(Liste des tâches)
**a.** Répondez aux questions suivantes sur le texte consacré à la traite d'êtres humains en Suisse :
(i) Quelles sont les trois causes citées pour expliquer que cette traite reste peu réprimée ?
(ii) Quel tribunal a condamné l'entrepreneur du secteur de la construction, et à quelle date ?
(iii) En quelle année le champ d'application de la norme pénale a-t-il été élargi ?
**b.** Poursuivez, s'il vous plaît, le texte consacré à la traite d'êtres humains en Suisse à partir de sa dernière phrase.

(Extrait du texte)
^^^^
Plusieurs fois condamnée dans les domaines de l’économie domestique ou de la mendicité forcée, la traite d’êtres humains à des fins d’exploitation du travail est une réalité en Suisse, bien qu’elle soit encore largement sous-estimée et encore moins réprimée. En cause: le témoignage des victimes souvent difficile à obtenir, un article de loi encore trop vague et une interprétation restrictive des juges. Une première condamnation dans le secteur de la construction par un tribunal suisse ouvre toutefois la voie à une évolution de la jurisprudence.

Le 9 avril 2020, le Tribunal correctionnel de Genève a condamné un entrepreneur dans le secteur de la construction pour traite d’êtres humains par métier, ayant profité de la situation vulnérable dans laquelle se trouvaient des ouvriers étrangers sans titre de séjour. Il aura fallu 14 ans pour que soit enfin appliquée dans le secteur de la construction la norme pénale condamnant la traite d’êtres humains à des fins d’exploitation du travail depuis l’élargissement de son champ d’application en 2006.
^^^^
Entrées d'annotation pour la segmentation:
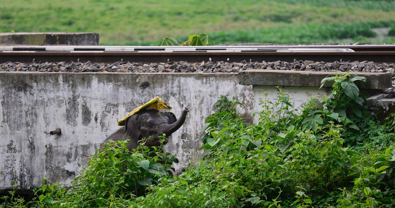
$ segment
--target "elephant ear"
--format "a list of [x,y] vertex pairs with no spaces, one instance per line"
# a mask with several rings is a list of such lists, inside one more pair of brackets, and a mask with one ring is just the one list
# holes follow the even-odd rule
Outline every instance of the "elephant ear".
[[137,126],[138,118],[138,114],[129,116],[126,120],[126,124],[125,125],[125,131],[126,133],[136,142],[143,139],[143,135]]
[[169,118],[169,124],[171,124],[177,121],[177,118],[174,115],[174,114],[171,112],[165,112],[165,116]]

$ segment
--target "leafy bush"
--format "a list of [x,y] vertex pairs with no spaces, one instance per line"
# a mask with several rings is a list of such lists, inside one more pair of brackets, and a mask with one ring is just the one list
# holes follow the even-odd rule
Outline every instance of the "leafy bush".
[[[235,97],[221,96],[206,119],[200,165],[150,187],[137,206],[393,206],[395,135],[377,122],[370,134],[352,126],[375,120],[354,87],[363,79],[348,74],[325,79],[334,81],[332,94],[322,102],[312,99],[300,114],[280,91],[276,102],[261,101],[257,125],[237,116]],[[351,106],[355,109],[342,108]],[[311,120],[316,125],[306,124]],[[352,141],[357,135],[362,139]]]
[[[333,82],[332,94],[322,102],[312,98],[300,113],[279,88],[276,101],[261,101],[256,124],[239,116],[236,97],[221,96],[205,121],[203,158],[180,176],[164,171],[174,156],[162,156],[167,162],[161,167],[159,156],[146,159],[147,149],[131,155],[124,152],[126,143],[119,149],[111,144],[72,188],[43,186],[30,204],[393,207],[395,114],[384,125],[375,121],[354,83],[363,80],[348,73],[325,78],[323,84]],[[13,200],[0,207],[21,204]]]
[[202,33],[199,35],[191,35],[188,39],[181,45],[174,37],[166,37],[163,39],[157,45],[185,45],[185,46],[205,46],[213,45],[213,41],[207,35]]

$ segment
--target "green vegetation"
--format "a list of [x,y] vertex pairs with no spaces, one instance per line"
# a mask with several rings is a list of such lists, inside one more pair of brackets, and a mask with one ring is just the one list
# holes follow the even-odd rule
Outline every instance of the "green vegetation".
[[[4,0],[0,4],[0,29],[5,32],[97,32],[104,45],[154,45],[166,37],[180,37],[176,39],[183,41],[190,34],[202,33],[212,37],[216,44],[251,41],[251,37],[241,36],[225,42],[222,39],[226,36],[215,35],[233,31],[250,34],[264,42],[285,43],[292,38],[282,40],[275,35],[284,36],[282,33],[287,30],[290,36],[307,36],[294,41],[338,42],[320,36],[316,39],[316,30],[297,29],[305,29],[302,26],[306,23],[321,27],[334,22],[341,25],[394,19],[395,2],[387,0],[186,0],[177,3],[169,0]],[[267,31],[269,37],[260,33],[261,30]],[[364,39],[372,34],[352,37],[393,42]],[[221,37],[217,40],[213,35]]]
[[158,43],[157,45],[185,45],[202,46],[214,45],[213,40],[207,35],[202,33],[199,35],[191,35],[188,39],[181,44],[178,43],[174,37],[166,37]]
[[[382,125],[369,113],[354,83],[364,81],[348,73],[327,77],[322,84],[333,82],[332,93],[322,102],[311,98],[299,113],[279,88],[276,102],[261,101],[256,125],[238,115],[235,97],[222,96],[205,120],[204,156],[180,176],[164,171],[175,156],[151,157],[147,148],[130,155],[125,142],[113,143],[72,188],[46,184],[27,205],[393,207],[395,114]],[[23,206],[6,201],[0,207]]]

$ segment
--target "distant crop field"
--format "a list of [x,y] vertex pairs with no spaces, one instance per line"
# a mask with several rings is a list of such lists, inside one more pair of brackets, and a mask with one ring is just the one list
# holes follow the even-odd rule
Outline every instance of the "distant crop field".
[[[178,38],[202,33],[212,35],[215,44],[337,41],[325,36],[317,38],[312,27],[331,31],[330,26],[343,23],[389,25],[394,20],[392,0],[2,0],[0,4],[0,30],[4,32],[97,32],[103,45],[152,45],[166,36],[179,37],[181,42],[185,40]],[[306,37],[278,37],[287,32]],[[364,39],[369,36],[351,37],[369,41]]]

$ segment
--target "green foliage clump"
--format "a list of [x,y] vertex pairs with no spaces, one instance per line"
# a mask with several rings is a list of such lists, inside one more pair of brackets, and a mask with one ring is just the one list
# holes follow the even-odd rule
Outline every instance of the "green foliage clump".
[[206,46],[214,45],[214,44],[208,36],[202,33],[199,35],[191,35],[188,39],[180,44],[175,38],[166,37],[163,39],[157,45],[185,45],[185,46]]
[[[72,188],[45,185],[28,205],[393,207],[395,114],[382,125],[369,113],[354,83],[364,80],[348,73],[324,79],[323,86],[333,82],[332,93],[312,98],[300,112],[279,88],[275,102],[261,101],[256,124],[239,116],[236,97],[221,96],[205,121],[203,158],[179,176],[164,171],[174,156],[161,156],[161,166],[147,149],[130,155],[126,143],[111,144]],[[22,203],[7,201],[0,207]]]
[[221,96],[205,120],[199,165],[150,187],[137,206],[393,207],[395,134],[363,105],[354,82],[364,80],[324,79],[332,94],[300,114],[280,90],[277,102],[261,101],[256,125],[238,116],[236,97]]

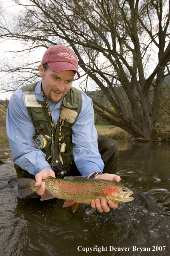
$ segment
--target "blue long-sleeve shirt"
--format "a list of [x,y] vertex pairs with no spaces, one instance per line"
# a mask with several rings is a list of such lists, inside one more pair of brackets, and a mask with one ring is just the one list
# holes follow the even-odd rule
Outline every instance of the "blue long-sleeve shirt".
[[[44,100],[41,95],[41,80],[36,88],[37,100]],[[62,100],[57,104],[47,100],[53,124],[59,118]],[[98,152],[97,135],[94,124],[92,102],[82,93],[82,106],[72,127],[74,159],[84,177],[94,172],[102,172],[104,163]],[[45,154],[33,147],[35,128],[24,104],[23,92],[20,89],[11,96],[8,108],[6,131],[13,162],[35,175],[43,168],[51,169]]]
^^^^
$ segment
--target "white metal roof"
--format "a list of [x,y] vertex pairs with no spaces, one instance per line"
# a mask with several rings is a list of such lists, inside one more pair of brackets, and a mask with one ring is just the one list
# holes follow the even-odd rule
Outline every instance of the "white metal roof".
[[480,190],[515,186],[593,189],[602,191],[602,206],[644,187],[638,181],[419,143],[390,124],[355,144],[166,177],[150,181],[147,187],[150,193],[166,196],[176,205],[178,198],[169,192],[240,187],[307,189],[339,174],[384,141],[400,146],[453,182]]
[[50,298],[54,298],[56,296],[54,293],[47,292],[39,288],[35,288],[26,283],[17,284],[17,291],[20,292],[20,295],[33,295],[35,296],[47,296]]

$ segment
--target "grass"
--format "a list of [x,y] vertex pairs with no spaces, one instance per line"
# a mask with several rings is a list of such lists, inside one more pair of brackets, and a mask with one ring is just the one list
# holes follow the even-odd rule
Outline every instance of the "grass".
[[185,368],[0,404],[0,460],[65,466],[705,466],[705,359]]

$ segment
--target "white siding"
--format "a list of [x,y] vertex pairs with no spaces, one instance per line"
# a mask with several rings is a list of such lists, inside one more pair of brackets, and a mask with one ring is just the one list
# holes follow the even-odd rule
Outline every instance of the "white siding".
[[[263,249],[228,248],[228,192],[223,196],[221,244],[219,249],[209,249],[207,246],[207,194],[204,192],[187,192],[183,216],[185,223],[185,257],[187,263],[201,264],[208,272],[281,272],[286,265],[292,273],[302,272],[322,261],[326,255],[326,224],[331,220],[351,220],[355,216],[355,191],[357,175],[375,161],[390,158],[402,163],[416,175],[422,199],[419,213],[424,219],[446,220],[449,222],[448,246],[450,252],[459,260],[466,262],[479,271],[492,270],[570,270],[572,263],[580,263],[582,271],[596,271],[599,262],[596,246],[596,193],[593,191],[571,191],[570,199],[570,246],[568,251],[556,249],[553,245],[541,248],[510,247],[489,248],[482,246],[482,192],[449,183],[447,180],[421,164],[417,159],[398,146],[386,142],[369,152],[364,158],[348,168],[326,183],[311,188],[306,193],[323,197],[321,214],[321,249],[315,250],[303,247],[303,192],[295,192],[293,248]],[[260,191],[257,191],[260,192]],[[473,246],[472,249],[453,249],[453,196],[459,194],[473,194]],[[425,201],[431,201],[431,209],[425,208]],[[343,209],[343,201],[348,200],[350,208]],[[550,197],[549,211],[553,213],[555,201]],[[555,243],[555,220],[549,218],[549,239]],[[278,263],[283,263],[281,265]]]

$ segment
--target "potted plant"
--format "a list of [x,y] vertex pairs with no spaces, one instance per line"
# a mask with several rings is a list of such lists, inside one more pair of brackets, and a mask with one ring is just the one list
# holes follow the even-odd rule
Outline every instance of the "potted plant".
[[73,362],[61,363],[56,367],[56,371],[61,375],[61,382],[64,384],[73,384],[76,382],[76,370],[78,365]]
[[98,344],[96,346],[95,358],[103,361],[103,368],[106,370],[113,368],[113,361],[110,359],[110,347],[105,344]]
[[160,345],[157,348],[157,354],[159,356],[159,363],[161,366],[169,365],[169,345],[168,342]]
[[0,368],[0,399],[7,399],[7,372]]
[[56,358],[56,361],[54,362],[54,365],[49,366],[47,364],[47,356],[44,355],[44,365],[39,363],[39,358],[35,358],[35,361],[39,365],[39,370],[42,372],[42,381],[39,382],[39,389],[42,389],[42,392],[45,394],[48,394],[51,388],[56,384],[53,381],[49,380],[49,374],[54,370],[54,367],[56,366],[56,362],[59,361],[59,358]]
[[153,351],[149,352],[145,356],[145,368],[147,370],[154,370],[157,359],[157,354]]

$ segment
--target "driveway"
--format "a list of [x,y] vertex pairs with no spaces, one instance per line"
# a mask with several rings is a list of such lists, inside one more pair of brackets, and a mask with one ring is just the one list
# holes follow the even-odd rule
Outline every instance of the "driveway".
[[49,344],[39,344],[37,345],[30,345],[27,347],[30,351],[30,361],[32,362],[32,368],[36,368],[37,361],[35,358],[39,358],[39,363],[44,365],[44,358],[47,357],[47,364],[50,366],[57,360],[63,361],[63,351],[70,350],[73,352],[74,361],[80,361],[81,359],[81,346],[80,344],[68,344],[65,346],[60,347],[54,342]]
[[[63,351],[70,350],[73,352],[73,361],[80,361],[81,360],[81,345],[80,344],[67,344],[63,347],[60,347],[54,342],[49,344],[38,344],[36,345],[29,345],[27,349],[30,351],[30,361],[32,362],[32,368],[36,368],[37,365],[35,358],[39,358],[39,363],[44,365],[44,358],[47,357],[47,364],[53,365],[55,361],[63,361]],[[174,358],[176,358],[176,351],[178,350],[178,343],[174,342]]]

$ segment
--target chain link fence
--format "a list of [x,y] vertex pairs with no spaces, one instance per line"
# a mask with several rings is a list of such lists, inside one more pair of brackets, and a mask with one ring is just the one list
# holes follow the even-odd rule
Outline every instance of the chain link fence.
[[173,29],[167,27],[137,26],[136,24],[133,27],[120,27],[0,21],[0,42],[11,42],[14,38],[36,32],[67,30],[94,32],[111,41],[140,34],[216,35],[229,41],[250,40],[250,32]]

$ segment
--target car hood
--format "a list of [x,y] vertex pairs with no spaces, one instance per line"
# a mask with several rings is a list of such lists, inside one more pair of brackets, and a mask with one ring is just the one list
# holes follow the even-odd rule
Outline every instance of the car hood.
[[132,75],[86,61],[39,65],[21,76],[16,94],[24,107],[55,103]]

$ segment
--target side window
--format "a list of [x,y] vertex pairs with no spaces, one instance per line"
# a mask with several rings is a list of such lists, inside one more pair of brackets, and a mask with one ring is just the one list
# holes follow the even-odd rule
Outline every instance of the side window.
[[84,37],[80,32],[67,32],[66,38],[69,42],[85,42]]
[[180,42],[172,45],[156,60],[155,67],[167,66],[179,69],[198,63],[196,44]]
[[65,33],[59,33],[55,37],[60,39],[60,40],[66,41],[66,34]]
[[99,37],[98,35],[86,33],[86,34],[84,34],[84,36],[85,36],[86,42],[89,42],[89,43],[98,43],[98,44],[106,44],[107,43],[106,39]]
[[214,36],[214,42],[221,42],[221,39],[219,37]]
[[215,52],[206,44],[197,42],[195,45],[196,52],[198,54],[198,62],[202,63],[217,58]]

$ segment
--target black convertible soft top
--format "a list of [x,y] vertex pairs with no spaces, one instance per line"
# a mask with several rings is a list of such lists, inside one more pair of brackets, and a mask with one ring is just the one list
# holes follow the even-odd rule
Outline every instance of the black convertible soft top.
^^^^
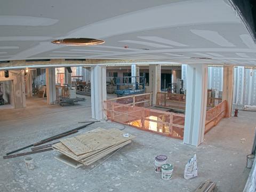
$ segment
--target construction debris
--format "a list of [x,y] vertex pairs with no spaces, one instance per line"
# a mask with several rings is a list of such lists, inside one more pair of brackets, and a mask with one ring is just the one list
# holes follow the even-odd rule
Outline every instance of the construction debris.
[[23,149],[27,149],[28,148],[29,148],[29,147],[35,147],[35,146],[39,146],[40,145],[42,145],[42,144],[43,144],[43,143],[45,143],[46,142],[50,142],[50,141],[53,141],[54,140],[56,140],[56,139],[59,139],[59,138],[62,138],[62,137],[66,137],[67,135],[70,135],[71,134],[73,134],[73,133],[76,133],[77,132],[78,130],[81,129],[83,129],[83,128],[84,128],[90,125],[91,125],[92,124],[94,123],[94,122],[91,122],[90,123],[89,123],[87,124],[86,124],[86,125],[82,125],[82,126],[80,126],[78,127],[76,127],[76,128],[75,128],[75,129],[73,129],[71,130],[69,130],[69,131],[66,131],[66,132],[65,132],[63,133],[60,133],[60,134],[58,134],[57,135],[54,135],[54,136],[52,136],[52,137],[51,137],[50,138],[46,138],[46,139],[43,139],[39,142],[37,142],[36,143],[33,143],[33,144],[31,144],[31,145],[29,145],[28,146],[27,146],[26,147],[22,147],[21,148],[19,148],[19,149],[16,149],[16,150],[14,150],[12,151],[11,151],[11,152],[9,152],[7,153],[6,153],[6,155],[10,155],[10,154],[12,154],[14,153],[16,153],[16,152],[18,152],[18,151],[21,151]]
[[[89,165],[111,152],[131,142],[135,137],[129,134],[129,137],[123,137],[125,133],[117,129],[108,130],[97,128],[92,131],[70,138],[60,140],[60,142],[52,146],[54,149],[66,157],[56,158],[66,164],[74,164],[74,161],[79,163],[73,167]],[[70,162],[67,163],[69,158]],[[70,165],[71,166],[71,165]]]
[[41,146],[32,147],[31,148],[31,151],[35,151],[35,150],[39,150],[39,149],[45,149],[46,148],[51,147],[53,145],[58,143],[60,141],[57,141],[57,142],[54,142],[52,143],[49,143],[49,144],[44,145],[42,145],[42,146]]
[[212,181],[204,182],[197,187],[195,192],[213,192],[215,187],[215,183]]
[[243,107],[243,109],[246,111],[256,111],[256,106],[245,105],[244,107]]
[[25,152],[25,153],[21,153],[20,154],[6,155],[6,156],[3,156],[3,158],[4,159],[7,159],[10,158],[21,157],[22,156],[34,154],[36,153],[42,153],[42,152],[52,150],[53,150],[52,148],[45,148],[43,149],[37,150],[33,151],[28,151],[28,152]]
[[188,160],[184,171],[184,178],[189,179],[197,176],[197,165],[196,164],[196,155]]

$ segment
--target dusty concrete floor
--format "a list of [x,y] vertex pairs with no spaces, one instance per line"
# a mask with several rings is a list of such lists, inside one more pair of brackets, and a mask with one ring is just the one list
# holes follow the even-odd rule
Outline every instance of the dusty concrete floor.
^^^^
(Réponses finales)
**a.**
(i) Le témoignage des victimes, souvent difficile à obtenir, un article de loi encore trop vague et une interprétation restrictive des juges.
(ii) Le Tribunal correctionnel de Genève, le 9 avril 2020.
(iii) En 2006.

**b.**
Les juges genevois·e·s ont adopté une interprétation plus large de la notion de «libre-arbitre» des victimes suivant la jurisprudence de la Cour européenne des droits de l’homme: si celles-ci auraient pu quitter leur emploi à tout moment, elles ne disposaient d’aucune alternative acceptable. Cette décision donne l’exemple au niveau national pour juger les cas de traite à des fins d’exploitation du travail: l’employeur·euse qui abuse de la situation de vulnérabilité d’un individu sur le plan socio-économique pourra tomber sous le coup de la disposition pénale.

Une «forme d’esclavage moderne»

Dans le cas d’espèce, un entrepreneur a intentionnellement recruté des ouvriers se trouvant dans une situation personnelle et financière précaire et en leur faisant miroiter de «bonnes» conditions de travail afin de les convaincre de venir travailler sur les chantiers qu'il dirigeait dans les cantons de Genève, Vaud et du Valais. Une fois sur place, les travailleurs en question ont été traités de manière contraire aux assurances qui leur avaient été données oralement ou par écrit par le coupable, en violation des conventions collectives de travail du domaine de la construction. Payant ses employés entre 0.20 et 6.50 CHF de l'heure, l’entrepreneur les faisait travailler neuf à dix heures par jour, six jours par semaine, parfois les dimanches, les hébergeant dans des conditions précaires. Des droits élémentaires, comme le fait de bénéficier de vêtements et dispositifs de protection, ou de nourriture en qualité et qualité satisfaisante, n’étaient pas respectés. Enfin, l’intéressé a menacé verbalement et physiquement plusieurs d’entre eux, en particulier ceux qui réclamaient le paiement de leur salaire.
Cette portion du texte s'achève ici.